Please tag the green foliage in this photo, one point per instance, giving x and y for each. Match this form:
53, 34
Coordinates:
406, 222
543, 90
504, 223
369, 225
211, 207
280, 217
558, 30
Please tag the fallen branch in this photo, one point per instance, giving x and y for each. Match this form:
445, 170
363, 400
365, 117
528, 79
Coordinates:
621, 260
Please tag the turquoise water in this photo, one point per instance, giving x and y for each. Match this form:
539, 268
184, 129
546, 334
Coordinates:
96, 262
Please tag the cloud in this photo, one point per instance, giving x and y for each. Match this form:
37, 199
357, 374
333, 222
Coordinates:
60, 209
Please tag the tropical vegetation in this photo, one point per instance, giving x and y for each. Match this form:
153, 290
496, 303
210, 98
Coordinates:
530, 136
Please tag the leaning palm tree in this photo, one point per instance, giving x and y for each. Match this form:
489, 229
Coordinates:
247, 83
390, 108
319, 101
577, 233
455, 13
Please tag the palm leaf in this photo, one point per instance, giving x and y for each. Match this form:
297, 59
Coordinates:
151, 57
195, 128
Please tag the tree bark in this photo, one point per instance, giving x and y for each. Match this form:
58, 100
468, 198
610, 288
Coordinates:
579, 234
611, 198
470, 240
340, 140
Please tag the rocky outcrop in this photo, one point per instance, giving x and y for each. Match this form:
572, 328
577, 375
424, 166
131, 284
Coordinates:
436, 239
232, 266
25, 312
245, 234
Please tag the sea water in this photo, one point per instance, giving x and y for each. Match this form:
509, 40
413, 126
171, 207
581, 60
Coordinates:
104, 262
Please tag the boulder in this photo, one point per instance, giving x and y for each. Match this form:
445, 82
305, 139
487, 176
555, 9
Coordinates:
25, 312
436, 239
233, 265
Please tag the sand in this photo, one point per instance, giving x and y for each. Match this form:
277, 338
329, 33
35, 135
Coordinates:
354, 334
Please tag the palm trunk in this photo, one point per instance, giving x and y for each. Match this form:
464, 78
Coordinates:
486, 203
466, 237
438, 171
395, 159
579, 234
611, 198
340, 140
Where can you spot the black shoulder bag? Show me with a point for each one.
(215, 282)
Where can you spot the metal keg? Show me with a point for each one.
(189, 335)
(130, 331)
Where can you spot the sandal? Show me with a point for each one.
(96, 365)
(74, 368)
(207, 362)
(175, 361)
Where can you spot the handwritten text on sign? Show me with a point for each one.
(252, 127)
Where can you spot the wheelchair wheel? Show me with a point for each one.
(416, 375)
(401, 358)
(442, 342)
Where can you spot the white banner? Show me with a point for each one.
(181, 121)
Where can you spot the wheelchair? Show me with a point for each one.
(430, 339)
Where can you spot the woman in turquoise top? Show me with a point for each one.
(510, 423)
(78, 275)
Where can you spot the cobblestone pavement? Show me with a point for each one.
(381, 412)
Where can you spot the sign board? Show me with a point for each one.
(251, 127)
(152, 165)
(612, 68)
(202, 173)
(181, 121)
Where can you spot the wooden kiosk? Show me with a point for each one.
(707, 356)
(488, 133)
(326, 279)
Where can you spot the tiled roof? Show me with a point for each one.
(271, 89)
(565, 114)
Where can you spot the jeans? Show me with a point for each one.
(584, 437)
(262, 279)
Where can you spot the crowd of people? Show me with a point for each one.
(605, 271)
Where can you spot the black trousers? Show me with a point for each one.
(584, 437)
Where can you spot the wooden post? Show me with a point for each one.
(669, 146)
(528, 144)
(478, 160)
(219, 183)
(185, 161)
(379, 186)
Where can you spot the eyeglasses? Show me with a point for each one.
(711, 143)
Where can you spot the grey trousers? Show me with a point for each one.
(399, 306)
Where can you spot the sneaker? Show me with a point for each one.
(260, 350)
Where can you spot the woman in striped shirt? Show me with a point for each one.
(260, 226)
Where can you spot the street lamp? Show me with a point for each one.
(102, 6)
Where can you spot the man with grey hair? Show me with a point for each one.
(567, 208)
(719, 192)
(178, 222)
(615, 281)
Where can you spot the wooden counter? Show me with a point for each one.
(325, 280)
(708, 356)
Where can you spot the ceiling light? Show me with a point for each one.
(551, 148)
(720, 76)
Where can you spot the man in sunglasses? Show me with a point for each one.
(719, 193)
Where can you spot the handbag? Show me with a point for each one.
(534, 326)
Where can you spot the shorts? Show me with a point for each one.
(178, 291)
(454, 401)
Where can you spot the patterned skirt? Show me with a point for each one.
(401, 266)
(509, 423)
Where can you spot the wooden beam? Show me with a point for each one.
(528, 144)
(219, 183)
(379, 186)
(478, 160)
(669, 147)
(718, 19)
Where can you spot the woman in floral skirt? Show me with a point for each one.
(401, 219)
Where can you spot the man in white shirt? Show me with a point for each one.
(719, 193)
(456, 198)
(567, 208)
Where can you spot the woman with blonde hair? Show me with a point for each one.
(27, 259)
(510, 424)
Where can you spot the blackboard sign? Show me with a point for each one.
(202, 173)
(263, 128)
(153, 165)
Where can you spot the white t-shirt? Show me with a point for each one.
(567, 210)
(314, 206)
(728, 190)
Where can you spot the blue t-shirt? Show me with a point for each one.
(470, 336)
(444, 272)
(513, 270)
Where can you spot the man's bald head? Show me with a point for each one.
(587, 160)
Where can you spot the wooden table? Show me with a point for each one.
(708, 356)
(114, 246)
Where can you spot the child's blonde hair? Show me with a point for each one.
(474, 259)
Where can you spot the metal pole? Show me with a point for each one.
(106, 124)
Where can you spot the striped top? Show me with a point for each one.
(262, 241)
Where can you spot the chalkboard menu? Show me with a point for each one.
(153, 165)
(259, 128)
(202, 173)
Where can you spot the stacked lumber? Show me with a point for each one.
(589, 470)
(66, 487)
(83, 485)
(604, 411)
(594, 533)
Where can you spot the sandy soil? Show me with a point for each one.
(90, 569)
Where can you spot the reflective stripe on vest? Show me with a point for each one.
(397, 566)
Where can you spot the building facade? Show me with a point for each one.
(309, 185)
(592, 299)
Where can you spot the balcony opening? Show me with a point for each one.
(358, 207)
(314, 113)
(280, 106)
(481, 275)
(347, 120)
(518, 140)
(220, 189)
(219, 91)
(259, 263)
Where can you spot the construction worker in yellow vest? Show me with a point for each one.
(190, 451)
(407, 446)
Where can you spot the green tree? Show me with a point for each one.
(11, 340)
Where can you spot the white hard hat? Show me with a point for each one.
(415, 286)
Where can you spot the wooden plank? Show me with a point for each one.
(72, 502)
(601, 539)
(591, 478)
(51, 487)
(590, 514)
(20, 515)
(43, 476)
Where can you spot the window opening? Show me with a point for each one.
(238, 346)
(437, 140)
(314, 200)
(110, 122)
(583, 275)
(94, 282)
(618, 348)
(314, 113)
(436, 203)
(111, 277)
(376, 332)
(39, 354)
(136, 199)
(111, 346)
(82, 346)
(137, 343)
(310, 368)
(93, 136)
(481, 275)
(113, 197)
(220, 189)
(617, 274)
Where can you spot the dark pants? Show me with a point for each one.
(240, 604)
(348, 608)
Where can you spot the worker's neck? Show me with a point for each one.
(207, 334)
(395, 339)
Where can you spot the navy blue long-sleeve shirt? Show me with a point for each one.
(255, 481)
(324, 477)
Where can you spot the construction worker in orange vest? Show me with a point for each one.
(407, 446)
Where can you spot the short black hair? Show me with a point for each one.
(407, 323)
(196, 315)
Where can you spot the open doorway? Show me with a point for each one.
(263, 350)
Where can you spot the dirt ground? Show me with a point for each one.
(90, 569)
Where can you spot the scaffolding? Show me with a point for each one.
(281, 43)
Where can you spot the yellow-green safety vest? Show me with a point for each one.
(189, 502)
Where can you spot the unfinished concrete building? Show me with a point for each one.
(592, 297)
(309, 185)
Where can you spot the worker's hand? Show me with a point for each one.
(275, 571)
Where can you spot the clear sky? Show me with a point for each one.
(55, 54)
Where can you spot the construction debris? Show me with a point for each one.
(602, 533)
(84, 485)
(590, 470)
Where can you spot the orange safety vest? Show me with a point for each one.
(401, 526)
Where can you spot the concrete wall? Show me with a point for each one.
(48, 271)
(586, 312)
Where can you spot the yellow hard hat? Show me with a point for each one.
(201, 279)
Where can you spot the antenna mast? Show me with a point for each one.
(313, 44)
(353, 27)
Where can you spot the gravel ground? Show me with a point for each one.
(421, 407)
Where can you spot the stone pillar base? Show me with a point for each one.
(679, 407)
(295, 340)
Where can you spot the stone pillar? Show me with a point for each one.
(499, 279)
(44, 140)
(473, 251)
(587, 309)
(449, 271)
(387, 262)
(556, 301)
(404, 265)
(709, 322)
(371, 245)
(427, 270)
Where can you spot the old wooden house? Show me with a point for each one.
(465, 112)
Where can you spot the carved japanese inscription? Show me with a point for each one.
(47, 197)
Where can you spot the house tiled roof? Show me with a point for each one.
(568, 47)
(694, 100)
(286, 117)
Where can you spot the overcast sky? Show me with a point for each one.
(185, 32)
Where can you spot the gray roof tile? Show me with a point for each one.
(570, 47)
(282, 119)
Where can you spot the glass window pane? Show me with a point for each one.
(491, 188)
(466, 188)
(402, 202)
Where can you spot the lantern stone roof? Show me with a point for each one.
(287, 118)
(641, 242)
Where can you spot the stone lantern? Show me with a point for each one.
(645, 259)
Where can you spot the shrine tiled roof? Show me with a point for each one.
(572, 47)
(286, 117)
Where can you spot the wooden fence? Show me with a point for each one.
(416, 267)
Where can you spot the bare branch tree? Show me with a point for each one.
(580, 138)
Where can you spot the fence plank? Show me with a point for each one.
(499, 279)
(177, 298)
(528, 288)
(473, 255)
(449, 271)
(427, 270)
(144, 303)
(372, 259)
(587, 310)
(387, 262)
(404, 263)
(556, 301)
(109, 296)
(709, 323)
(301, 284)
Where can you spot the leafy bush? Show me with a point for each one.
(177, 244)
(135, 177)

================================

_THE PROBLEM:_
Gather all lines from the records above in which "water" appears.

_SOLUTION TO THIS TASK:_
Please tag the turquoise water in this photo, one point per instance, giving x and y for each. Match this form:
Please tag the sea water in this photo, one point per instance, giving x and y for each. Match this form:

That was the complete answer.